**Tasks to complete:**
[1] Retype the passage of the Paul Adelstein article from "By Tom Porter" to "the entertainment world.".
[2] Pick out every line of the listing that contains the word "iron", treating uppercase and lowercase letters as distinct.

**Quoted text:**
[BEGIN]

Actor Paul Adelstein ’91 on Hollyood, Beckett, and the Value of a Liberal Arts Education

By Tom Porter

Bowdoin students enjoyed a special treat recently as film and TV actor Paul Adelstein ’91, who is also a writer and director, shared his insight into the entertainment world.

Filming The Menu was definitely one of the creative highlights of his career, says Adelstein. “It felt like doing theater with that wonderful group of actors on camera at the same time—basically the whole production. That’s very rare in film,” he adds. “It’s usually done piecemeal.”

paul adelstein image from The Menu
Starring in The Menu, Paul Adelstein (L) with Janet McTeer. Image: screenshot from movie trailer, courtesy of Searchlight Pictures.

A dark comedy/ horror, The Menu depicts the fate of an invited group of wealthy foodies, celebrities, financiers, and other prominent people invited to the private island of a world-renowned chef, played by Ralph Fiennes, for the culinary experience of a lifetime. As the guests make their way through an exquisitely crafted and increasingly bizarre menu, which includes a “breadless bread plate,” events take a sinister turn.

Adelstein plays one of the guests, editor and companion to a renowned food critic, played by Janet McTeer. When he first saw the movie script, Adelstein had one reaction: “I loved it immediately. I thought it was one of the most original things I've read in a long time.” 

The movie was shot during lockdown, explains Adelstein, which had its challenges and its pluses. “We all got very close,” he says, reflecting on the sense of camaraderie among the cast and crew. As you would expect, the catering was good and at times exceptionally good, as they got to taste the creations of the film’s culinary advisor—Michelin-starred chef Dominique Crenn. The set featured a real working kitchen, says Adelstein, and Crenn made the actual dishes featured in the movie, although supplies were not limitless: “The first take or so you would get the real stuff, but after that it would be a piece of potato instead of a scallop.”

[END]

**Material provided:**
[BEGIN]

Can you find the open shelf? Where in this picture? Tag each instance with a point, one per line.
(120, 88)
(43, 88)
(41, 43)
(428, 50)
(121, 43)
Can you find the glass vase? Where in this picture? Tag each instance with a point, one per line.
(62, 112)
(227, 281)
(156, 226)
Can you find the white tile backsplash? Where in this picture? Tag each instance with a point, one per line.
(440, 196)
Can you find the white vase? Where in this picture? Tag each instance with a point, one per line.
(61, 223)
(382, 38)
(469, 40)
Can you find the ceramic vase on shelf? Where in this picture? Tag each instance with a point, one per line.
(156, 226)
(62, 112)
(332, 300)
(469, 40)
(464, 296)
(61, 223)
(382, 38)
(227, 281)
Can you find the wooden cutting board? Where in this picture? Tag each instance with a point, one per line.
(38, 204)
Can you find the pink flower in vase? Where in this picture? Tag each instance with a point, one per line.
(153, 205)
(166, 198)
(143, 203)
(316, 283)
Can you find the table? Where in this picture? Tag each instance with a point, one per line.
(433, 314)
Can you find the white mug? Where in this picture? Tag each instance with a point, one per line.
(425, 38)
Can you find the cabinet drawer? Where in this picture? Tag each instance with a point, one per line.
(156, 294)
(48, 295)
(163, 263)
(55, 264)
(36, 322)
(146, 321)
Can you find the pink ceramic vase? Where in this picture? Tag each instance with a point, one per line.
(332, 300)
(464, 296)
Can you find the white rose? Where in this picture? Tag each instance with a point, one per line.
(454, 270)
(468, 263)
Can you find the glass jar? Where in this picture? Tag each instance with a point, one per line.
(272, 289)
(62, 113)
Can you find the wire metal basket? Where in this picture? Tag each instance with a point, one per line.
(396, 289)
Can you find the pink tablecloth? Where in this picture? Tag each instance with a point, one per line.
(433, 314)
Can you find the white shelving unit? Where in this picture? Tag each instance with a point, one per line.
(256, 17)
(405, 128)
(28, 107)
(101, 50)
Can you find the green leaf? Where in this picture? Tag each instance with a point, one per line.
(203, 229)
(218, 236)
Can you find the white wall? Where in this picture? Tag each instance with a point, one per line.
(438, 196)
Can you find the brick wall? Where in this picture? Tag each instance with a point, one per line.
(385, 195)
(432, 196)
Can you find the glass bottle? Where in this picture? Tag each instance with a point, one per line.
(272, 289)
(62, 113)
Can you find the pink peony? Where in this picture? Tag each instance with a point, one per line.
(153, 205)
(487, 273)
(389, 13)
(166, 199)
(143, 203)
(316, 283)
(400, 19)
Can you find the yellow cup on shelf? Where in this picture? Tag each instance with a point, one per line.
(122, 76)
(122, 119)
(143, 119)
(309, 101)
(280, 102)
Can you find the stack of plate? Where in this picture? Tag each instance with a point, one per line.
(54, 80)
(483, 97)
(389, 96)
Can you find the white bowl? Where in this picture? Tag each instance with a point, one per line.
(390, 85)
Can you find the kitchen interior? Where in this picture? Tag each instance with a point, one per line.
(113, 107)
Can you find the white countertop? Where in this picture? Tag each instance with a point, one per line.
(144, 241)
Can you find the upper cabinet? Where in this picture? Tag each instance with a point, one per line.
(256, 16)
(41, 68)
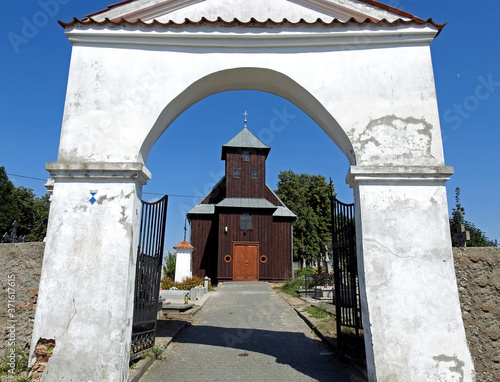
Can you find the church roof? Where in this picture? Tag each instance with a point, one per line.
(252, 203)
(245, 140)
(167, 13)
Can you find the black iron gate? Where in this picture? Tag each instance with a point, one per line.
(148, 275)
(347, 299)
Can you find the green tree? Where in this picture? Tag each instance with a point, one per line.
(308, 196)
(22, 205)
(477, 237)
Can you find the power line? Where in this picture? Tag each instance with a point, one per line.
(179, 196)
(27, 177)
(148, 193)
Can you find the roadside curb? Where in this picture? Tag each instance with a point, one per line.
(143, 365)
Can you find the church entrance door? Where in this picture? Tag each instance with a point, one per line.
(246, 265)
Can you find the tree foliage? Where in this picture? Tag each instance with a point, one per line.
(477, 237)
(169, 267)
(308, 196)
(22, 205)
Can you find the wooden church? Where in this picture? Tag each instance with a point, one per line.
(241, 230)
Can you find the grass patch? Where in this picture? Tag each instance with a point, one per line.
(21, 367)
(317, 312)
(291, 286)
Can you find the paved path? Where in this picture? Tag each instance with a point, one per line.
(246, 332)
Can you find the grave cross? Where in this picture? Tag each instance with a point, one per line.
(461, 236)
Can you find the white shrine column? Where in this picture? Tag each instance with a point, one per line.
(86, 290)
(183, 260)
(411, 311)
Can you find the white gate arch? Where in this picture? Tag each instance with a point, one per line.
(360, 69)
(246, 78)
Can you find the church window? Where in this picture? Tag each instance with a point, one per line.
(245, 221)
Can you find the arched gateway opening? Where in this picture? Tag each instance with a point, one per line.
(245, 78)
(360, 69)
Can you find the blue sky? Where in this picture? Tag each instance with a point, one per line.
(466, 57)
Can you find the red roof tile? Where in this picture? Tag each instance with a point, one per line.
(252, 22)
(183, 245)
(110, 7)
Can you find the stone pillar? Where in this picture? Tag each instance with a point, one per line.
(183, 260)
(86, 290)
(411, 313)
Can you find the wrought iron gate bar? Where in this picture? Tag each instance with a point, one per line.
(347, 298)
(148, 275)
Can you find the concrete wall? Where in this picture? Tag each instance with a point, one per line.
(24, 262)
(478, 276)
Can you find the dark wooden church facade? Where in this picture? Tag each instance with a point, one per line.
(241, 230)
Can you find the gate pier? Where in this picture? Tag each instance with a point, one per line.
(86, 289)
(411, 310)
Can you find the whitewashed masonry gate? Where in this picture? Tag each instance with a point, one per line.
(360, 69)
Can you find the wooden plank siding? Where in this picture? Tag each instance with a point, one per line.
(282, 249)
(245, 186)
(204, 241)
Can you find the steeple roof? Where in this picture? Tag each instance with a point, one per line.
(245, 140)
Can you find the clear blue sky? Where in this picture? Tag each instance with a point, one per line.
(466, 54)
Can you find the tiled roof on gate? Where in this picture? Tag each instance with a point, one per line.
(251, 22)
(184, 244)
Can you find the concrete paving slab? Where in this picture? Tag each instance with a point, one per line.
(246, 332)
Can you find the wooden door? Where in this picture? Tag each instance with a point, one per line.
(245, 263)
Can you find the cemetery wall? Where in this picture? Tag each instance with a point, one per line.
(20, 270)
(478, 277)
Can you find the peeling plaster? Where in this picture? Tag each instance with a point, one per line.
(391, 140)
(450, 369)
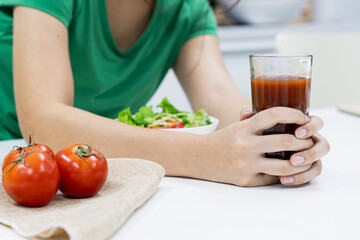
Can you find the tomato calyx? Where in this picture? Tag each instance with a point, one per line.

[END]
[BEGIN]

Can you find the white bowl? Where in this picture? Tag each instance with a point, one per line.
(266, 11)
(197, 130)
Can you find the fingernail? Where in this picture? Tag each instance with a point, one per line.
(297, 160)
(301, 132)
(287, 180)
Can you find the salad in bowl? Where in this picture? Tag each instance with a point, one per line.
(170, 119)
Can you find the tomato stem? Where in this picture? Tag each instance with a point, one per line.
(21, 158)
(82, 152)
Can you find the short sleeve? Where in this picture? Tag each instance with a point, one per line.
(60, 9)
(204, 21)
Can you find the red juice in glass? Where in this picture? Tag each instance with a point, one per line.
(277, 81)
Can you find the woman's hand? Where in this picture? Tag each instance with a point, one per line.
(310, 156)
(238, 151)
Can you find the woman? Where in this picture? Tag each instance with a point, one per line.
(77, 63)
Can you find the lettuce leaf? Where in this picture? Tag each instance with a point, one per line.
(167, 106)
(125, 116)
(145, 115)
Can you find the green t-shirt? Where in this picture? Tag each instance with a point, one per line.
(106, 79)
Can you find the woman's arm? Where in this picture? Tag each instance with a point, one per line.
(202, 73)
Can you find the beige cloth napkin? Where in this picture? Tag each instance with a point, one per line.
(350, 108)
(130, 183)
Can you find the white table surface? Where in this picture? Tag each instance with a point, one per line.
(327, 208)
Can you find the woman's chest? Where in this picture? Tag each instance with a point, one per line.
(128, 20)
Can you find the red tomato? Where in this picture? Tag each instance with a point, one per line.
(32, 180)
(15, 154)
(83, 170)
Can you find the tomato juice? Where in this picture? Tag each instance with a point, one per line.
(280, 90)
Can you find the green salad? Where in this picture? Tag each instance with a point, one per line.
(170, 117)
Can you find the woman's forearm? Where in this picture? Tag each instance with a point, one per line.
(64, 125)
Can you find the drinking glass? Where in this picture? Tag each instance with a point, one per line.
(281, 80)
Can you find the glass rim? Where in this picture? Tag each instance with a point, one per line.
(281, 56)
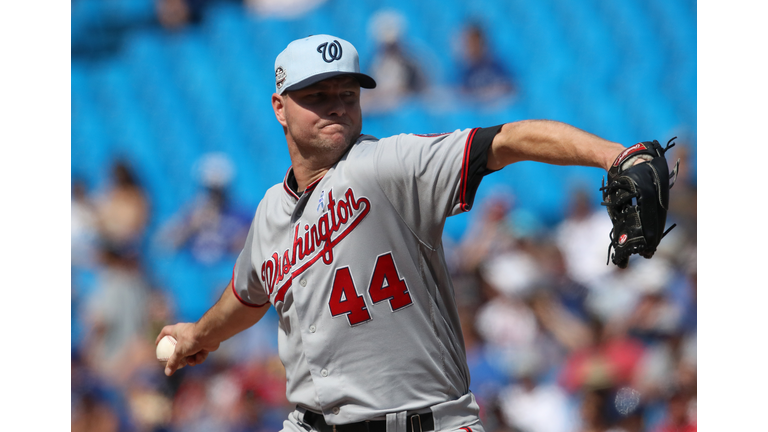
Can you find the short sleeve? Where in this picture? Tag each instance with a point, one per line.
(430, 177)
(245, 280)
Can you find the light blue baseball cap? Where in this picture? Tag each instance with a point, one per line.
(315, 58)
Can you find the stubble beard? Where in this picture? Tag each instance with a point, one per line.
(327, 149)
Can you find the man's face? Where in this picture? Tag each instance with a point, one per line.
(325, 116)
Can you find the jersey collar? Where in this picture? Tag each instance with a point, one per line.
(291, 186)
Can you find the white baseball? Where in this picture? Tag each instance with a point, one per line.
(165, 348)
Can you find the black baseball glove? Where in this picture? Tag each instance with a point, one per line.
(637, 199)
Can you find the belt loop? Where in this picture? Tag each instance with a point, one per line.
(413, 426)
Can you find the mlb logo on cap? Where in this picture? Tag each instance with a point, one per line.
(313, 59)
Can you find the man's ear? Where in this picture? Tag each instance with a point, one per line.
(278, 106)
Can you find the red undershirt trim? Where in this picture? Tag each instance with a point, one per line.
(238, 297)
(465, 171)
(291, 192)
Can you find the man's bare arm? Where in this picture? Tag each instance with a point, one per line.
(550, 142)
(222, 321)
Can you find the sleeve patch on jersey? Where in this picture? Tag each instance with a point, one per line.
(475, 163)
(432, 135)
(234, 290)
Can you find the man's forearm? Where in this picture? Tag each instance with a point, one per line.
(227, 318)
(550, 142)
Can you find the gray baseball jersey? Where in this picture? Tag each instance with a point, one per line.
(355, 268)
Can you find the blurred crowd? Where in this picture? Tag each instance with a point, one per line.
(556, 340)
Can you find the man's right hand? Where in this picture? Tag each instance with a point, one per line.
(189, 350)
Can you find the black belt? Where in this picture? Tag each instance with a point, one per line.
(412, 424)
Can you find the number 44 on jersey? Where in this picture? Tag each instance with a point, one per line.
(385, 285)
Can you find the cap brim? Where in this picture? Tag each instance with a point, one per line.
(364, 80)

[END]
[BEGIN]

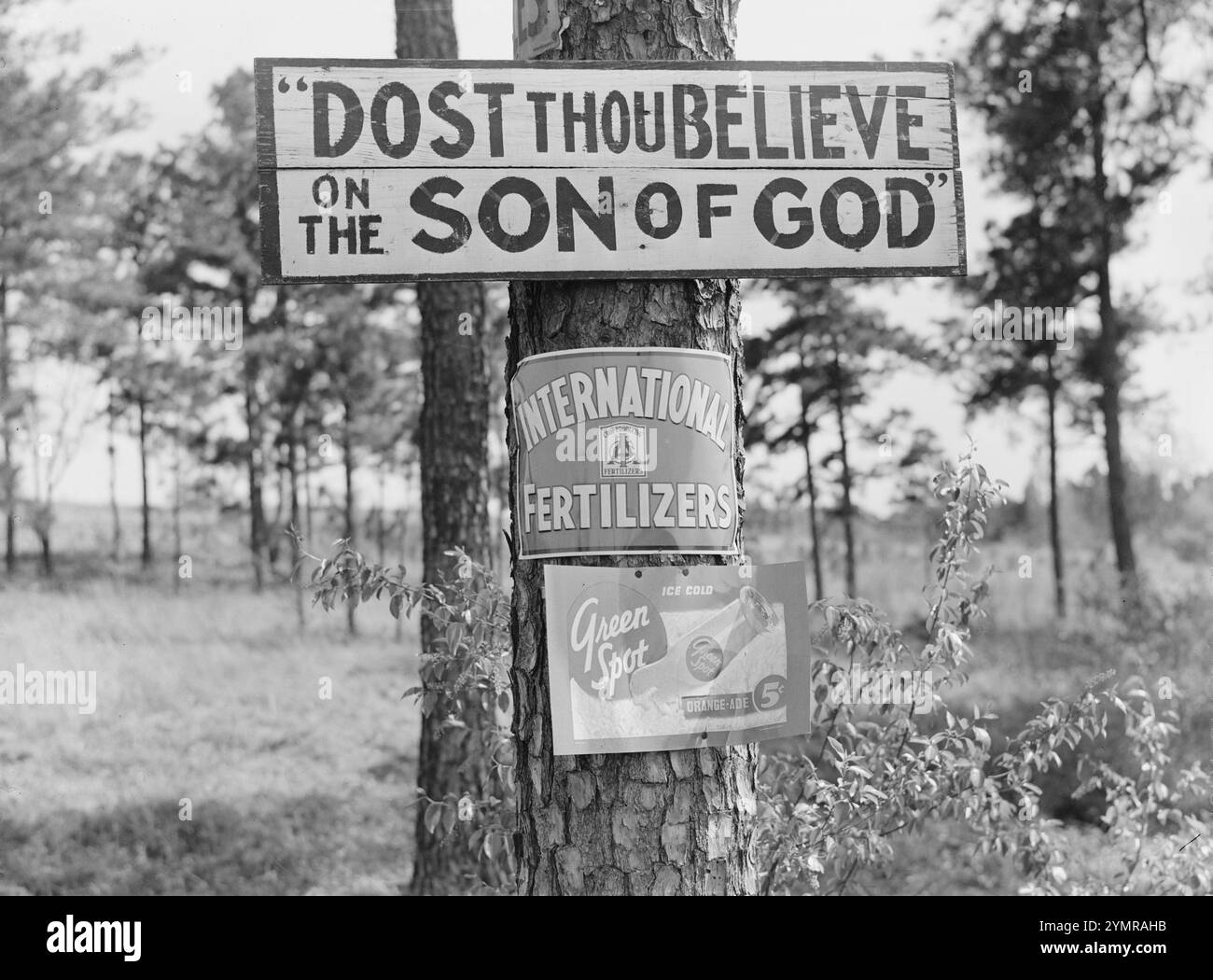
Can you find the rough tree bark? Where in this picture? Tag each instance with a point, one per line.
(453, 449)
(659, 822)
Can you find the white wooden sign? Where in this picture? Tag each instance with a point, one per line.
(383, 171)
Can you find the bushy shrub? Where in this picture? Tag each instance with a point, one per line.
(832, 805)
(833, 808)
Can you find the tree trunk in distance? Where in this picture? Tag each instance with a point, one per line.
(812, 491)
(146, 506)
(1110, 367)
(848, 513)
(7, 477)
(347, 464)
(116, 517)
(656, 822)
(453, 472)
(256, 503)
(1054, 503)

[END]

**Solution list:**
[1]
By Tom Porter

Bowdoin students enjoyed a special treat recently as film and TV actor Paul Adelstein ’91, who is also a writer and director, shared his insight into the entertainment world.

[2]
Can you find the black iron gate? Where in this picture? Tag each instance with a point, one per line.
Can you find the wrought iron gate bar? Where in this picture? Tag each instance with a point, one per line.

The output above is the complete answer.